- **TRY IT**
In this exercise, the data must be written out exactly.
########
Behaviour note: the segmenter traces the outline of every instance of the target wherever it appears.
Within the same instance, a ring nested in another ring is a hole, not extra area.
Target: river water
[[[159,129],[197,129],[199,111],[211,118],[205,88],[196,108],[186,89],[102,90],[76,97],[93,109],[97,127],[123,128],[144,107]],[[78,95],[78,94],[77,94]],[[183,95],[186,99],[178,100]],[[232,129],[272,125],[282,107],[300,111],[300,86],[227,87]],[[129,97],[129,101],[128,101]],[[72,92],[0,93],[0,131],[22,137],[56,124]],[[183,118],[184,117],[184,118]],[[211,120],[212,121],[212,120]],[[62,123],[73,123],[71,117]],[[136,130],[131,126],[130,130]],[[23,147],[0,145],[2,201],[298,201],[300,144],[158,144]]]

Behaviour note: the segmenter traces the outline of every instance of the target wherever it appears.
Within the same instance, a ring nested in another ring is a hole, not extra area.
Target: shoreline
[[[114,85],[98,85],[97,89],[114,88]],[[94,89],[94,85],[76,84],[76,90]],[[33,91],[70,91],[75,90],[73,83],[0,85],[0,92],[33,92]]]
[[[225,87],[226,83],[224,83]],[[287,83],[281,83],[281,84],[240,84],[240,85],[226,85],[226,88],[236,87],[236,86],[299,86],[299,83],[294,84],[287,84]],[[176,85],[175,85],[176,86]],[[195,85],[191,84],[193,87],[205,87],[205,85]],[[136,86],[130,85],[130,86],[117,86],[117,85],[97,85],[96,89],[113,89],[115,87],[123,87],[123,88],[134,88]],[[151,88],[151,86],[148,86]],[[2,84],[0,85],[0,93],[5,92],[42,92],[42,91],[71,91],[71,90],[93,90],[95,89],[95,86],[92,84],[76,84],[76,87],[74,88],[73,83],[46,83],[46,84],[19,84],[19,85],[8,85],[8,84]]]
########
- **TASK OUTPUT**
Behaviour note: the segmenter traces the outline of every instance of the target wherever it appears.
Within the same instance, a ring nested in another ring is a hole, not extra area.
Target: river water
[[[159,129],[197,129],[199,111],[211,118],[205,88],[196,108],[186,89],[102,90],[76,97],[93,109],[97,127],[123,128],[144,107]],[[78,95],[78,94],[77,94]],[[183,95],[186,99],[178,100]],[[232,129],[272,125],[282,107],[300,111],[300,86],[227,87]],[[129,97],[129,101],[128,101]],[[72,92],[0,93],[0,131],[22,137],[56,124]],[[183,118],[184,117],[184,118]],[[211,120],[212,121],[212,120]],[[62,123],[73,123],[71,117]],[[136,130],[131,126],[130,130]],[[23,147],[0,145],[2,201],[298,201],[300,144],[158,144]]]

Behaviour note: the segmenter traces the outline of every instance of the target wherever it appears.
Within the same instance, a ring nested in another ring is a hole, not extra area.
Target: shoreline
[[[114,85],[98,85],[97,89],[114,88]],[[94,89],[94,85],[76,84],[76,90]],[[33,91],[70,91],[75,90],[73,83],[0,85],[0,92],[33,92]]]
[[[225,87],[226,83],[224,83]],[[287,83],[281,83],[281,84],[240,84],[240,85],[226,85],[226,88],[236,87],[236,86],[299,86],[299,83],[294,84],[287,84]],[[176,85],[175,85],[176,86]],[[195,85],[191,84],[193,87],[205,87],[205,85]],[[136,86],[130,85],[130,86],[117,86],[117,85],[97,85],[96,89],[113,89],[115,87],[123,87],[123,88],[134,88]],[[151,88],[151,86],[148,86]],[[2,84],[0,85],[0,93],[5,92],[42,92],[42,91],[71,91],[71,90],[93,90],[95,89],[95,86],[92,84],[76,84],[76,87],[74,88],[73,83],[46,83],[46,84],[19,84],[19,85],[8,85],[8,84]]]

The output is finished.